-- ACTIVITY 1 --
In the miscarriage account, copy the passage from "There were very" up to and including "same old pain." word for word.
-- ACTIVITY 2 --
Answer these questions from the miscarriage account:
(a) In what month and year did the narrator learn of the second pregnancy?
(b) How far from home was the fertility specialist's office?
(c) Where did the couple spend their vacation that October?
-- ACTIVITY 3 --
Continue the miscarriage account from where it stops.

*** EXTRACT

There were very hard times that followed that first experience. I was still nervous about trying again and afraid of what might happen. It was hard to escape the sadness of my situation and the feelings of emptiness and loss. My sister had her second baby boy that December and I got to be in the delivery room for that amazing experience! As thrilled as I was then and as much as I adore that 5-year-old and his big brother today, it was hard not to feel that same old pain.
In February of 2003 I found out I was pregnant for the second time. My fears came true when things progressed much like the first pregnancy. We knew for sure that things weren’t going well when the ultrasound at 11 weeks didn’t look good. This time I scheduled a D&C (in March, 2003) after I started bleeding the next day. I didn’t want the trauma of what had happened to me before. I definitely don’t feel that the surgery is an easy way to handle it. You still have the emotional pain and sadness, and you have to recover physically but for me it did take out the guessing and saved me some physical pain.
Of course, the worst part about miscarriage #2 was that now we realized we might be dealing with a problem. I’d had two very similar first trimesters and it seemed unlikely that it was just a coincidence. In August of 2003 we started seeing a fertility specialist. We live near a big city, but we were glad to find a good place that was just 15 minutes from home in our smaller town. We really liked our doctor and immediately felt a connection with her. My husband and I both had lots and lots of tests run to see if there was anything obvious that might be causing us problems. The tests revealed nothing “bad” – in fact they showed that my husband’s fertility was fantastic. Sure, that’s great news, but it did make me feel… well, crappy. I was pretty sure already that the problem was with me and it was really easy to let the guilt creep in. Fortunately, my husband reassured me that this was our problem and we would get through it together, no matter what any tests showed.
The next year was really hard. It hadn’t taken us long to conceive either time before but now it didn’t happen until a year later, in September 2004. I’d spent the whole year counting cycle days, using progesterone supplements, having blood drawn twice a month, and taking pregnancy tests. This time, however, the pregnancy didn’t advance very far. I was only 6 weeks along and the HCG levels never got very high. I had the miscarriage at home and the next week we decided to go on a vacation. It was definitely time to get away. We spent a wonderful week in New England that October, making good memories in the midst of very difficult times.

******
*** PROVIDED INFORMATION

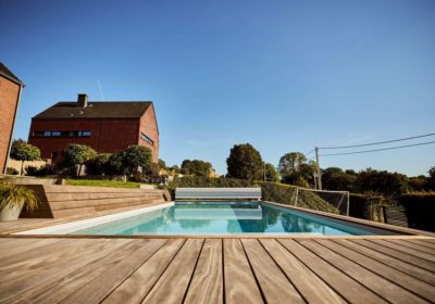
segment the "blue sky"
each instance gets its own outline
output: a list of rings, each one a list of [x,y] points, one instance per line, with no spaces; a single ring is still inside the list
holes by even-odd
[[[432,0],[0,0],[0,61],[26,84],[14,137],[79,92],[154,101],[160,157],[221,174],[235,143],[277,165],[314,145],[434,132],[434,15]],[[425,174],[435,144],[321,165]]]

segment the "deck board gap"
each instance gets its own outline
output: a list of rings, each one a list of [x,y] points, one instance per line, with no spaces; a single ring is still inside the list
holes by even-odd
[[[398,267],[394,267],[394,266],[391,266],[390,264],[386,263],[385,261],[383,261],[383,259],[381,259],[381,258],[373,257],[373,255],[370,255],[369,253],[365,253],[365,252],[362,250],[362,249],[365,249],[365,250],[369,250],[369,251],[370,251],[370,250],[375,251],[375,250],[373,250],[373,249],[371,249],[371,248],[366,248],[366,246],[364,246],[364,245],[362,245],[362,244],[352,242],[351,240],[345,240],[345,241],[349,241],[349,242],[351,243],[351,245],[361,246],[362,249],[361,249],[361,251],[359,251],[359,250],[356,250],[356,249],[351,248],[351,246],[350,246],[349,244],[347,244],[347,243],[341,243],[341,242],[339,242],[339,240],[332,240],[332,241],[333,241],[334,243],[337,243],[337,244],[341,245],[341,246],[345,246],[345,248],[347,248],[347,249],[353,250],[355,252],[357,252],[357,253],[359,253],[359,254],[361,254],[361,255],[364,255],[364,256],[366,256],[366,257],[369,257],[369,258],[372,258],[372,259],[376,261],[377,263],[381,263],[381,264],[383,264],[383,265],[385,265],[385,266],[388,266],[388,267],[390,267],[390,268],[393,268],[393,269],[396,269],[397,271],[400,271],[400,273],[402,273],[402,274],[405,274],[405,275],[408,275],[408,276],[410,276],[410,277],[412,277],[412,278],[414,278],[414,279],[418,279],[418,280],[420,280],[420,281],[422,281],[422,282],[425,282],[425,283],[428,283],[428,284],[432,284],[432,286],[435,287],[435,283],[431,283],[431,282],[427,282],[427,281],[422,280],[422,279],[421,279],[421,276],[410,274],[409,271],[402,270],[401,268],[398,268]],[[394,257],[394,256],[384,254],[384,253],[382,253],[382,252],[376,251],[376,253],[377,253],[377,254],[383,254],[383,255],[385,256],[385,258],[389,258],[390,261],[395,261],[396,263],[401,263],[402,265],[407,265],[407,266],[409,266],[410,268],[413,267],[413,268],[417,268],[417,269],[421,269],[421,270],[424,270],[424,271],[428,271],[428,270],[426,270],[426,269],[423,269],[423,268],[420,268],[420,267],[415,267],[415,266],[412,265],[412,264],[409,264],[409,263],[407,263],[407,262],[405,262],[405,261],[398,259],[398,258],[396,258],[396,257]]]
[[[157,282],[160,280],[160,278],[163,276],[163,274],[167,270],[167,268],[170,267],[170,265],[172,264],[172,262],[174,261],[174,258],[178,255],[178,253],[182,251],[183,246],[186,244],[187,239],[184,240],[183,244],[179,246],[179,249],[176,251],[176,253],[174,254],[174,256],[171,258],[170,263],[167,263],[166,267],[164,267],[163,271],[160,274],[160,276],[158,278],[156,278],[154,282],[151,284],[151,287],[149,288],[148,292],[142,296],[142,299],[140,300],[140,303],[144,302],[144,300],[148,296],[148,294],[151,292],[151,290],[156,287]]]
[[[310,250],[309,248],[307,248],[306,245],[303,245],[301,243],[301,241],[303,241],[304,239],[301,240],[295,240],[296,242],[298,242],[300,245],[302,245],[304,249],[309,250],[311,253],[315,254],[319,258],[322,258],[324,262],[326,262],[327,264],[330,264],[331,266],[333,266],[335,269],[337,269],[338,271],[340,271],[341,274],[344,274],[345,276],[347,276],[349,279],[356,281],[357,283],[363,286],[364,288],[366,288],[368,290],[370,290],[371,292],[373,292],[374,294],[376,294],[377,296],[380,296],[382,300],[384,300],[385,302],[391,303],[391,301],[388,301],[384,295],[382,295],[381,293],[374,291],[373,289],[371,289],[370,287],[368,287],[365,283],[357,280],[356,278],[349,276],[348,274],[346,274],[344,270],[341,270],[340,268],[338,268],[337,266],[335,266],[333,263],[331,263],[330,261],[327,261],[326,258],[320,256],[319,254],[316,254],[315,252],[313,252],[312,250]],[[350,261],[352,263],[355,263],[353,261]],[[355,263],[356,264],[356,263]],[[358,265],[358,264],[357,264]]]
[[[253,278],[256,279],[256,283],[257,283],[257,287],[258,287],[258,289],[259,289],[259,291],[260,291],[261,297],[263,299],[263,302],[264,302],[264,303],[268,303],[268,301],[265,300],[265,295],[264,295],[264,293],[263,293],[263,290],[262,290],[262,288],[261,288],[261,284],[260,284],[260,282],[259,282],[259,279],[258,279],[258,277],[257,277],[257,275],[256,275],[256,271],[253,271],[252,264],[251,264],[251,262],[249,261],[249,256],[248,256],[248,254],[246,253],[246,249],[245,249],[244,242],[243,242],[241,240],[238,240],[238,241],[239,241],[240,244],[241,244],[241,249],[244,250],[244,254],[245,254],[245,256],[246,256],[246,259],[248,261],[249,268],[251,269],[252,276],[253,276]]]
[[[322,241],[314,240],[314,242],[316,242],[318,244],[322,245],[323,248],[326,248],[326,249],[328,249],[328,250],[335,252],[337,255],[341,256],[343,258],[346,258],[346,259],[348,259],[348,261],[350,261],[350,262],[352,262],[352,263],[358,264],[359,266],[361,266],[361,267],[364,268],[365,270],[372,273],[374,276],[378,276],[378,277],[383,278],[384,280],[387,280],[387,281],[389,281],[390,283],[397,286],[398,288],[403,289],[403,290],[406,290],[406,291],[408,291],[408,292],[414,294],[415,296],[420,297],[421,300],[423,300],[423,301],[431,301],[430,297],[427,299],[427,297],[422,296],[421,294],[419,294],[418,292],[415,292],[412,288],[410,288],[408,284],[398,283],[398,282],[395,281],[394,279],[389,278],[389,276],[386,276],[387,273],[384,273],[384,271],[375,271],[375,270],[373,269],[373,268],[374,268],[373,266],[372,266],[372,267],[368,267],[364,263],[359,262],[358,258],[352,259],[352,258],[346,256],[345,254],[340,253],[338,250],[335,250],[334,248],[331,248],[331,246],[328,246],[328,245],[325,245]],[[336,245],[337,245],[337,246],[340,246],[340,248],[347,249],[346,246],[343,246],[343,245],[340,245],[339,243],[336,243]],[[349,251],[356,253],[357,255],[359,254],[357,251],[353,251],[352,249],[347,249],[347,250],[349,250]],[[376,259],[374,259],[374,258],[371,258],[371,257],[366,257],[366,258],[369,259],[369,262],[371,262],[370,265],[373,265],[373,264],[375,265],[376,263],[378,263],[378,262],[377,262]],[[380,263],[380,264],[381,264],[381,263]],[[390,273],[398,271],[397,269],[395,269],[395,268],[393,268],[393,267],[390,267],[390,266],[388,266],[388,265],[384,265],[384,266],[387,267],[387,268],[389,268],[389,271],[390,271]],[[408,279],[408,280],[409,280],[409,279]],[[419,281],[420,281],[420,280],[419,280]],[[420,282],[422,283],[423,281],[420,281]],[[408,281],[408,283],[409,283],[409,281]],[[433,294],[432,296],[435,296],[435,295]]]
[[[265,249],[265,246],[263,245],[262,242],[260,242],[260,245],[263,248],[263,250],[268,253],[268,255],[272,258],[273,263],[275,263],[275,265],[279,268],[279,270],[283,273],[283,275],[287,278],[288,282],[295,288],[295,290],[299,293],[299,296],[302,297],[302,300],[306,303],[309,303],[307,297],[300,292],[300,290],[298,289],[298,287],[291,281],[291,278],[288,277],[288,275],[286,274],[286,271],[284,271],[284,269],[281,267],[281,265],[275,261],[275,258],[271,255],[271,253]]]
[[[105,299],[108,299],[120,286],[122,286],[126,280],[128,280],[136,271],[139,269],[145,263],[147,263],[152,256],[154,256],[166,243],[169,240],[164,240],[164,243],[154,252],[152,253],[144,263],[139,263],[139,265],[136,267],[134,271],[132,271],[128,276],[126,276],[119,284],[116,284],[108,294],[105,294],[100,302],[103,302]]]
[[[185,301],[186,301],[187,292],[189,291],[189,288],[190,288],[190,284],[191,284],[191,280],[194,279],[195,270],[197,269],[198,261],[199,261],[199,257],[201,256],[202,249],[203,249],[203,245],[204,245],[204,243],[206,243],[206,240],[207,240],[207,239],[203,239],[203,241],[202,241],[201,249],[199,250],[199,253],[198,253],[198,256],[197,256],[197,261],[195,262],[194,269],[191,270],[191,275],[190,275],[190,278],[189,278],[189,282],[187,283],[186,290],[185,290],[185,292],[184,292],[182,303],[185,303]]]

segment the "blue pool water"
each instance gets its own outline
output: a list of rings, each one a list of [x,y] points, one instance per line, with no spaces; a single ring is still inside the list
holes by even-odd
[[[195,202],[94,226],[74,235],[233,235],[313,233],[325,236],[380,235],[309,213],[264,202]]]

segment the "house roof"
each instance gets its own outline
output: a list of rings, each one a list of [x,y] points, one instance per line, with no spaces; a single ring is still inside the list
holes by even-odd
[[[76,101],[58,102],[34,119],[140,118],[151,104],[151,101],[92,101],[80,107]]]
[[[11,81],[18,84],[24,87],[24,83],[18,79],[4,64],[0,62],[0,75],[8,78]]]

******

-- OUTPUT 1 --
There were very hard times that followed that first experience. I was still nervous about trying again and afraid of what might happen. It was hard to escape the sadness of my situation and the feelings of emptiness and loss. My sister had her second baby boy that December and I got to be in the delivery room for that amazing experience! As thrilled as I was then and as much as I adore that 5-year-old and his big brother today, it was hard not to feel that same old pain.

-- OUTPUT 2 --
(a) February 2003
(b) 15 minutes
(c) New England

-- OUTPUT 3 --
After we got home we began talking to our doctor about having exploratory surgery. She thought it would be a good idea to have a look at my uterus and see if I had any kind of “structural” problem. We scheduled a hysteroscopy for that November, and the doctor did find that she could not see both of my fallopian tubes with the scope at the same time. This suggested that my uterus had a different shape than normal, but to be certain she wanted to do an MRI. The two possibilities were either a septum (or division) in my uterus or what was called a bicarnuate uterus. We set up the MRI for the next month, in December, and also did an IVP test – where dye is injected while they watch your kidney function by x-ray. Apparently some women with developmental problems of the uterus may only be born with one kidney, so the point of the IVP was to test my kidney function. My internal organs checked out fine and the MRI showed that I did have a septum, like a wall, dividing my uterus. We actually felt relieved. At last, an answer! The doctor reassured us that it was a fairly easy thing to correct. She was pretty sure that it may be the cause of our miscarriages since the septum creates concave areas in the uterus where it can be difficult for a baby to implant or grow.
(*By the way, I’m writing this based on notes I took in my journal at the time and am not going through the trouble of looking up all the official medical terms. Please excuse me if I’ve muddled it up too much!)
We began 2005 with a renewed hope and I was just sure it would be the year we’d have a baby. In January I had the laparoscopy/hysteroscopy to correct the septum. The doc said everything else looked fine – she didn’t find any signs of endometriosis or any other problem. We were feeling pretty good at that time that after I recovered we would be able to have a healthy pregnancy. I even had my wisdom teeth pulled a little while later so I could take care of that before the baby came along!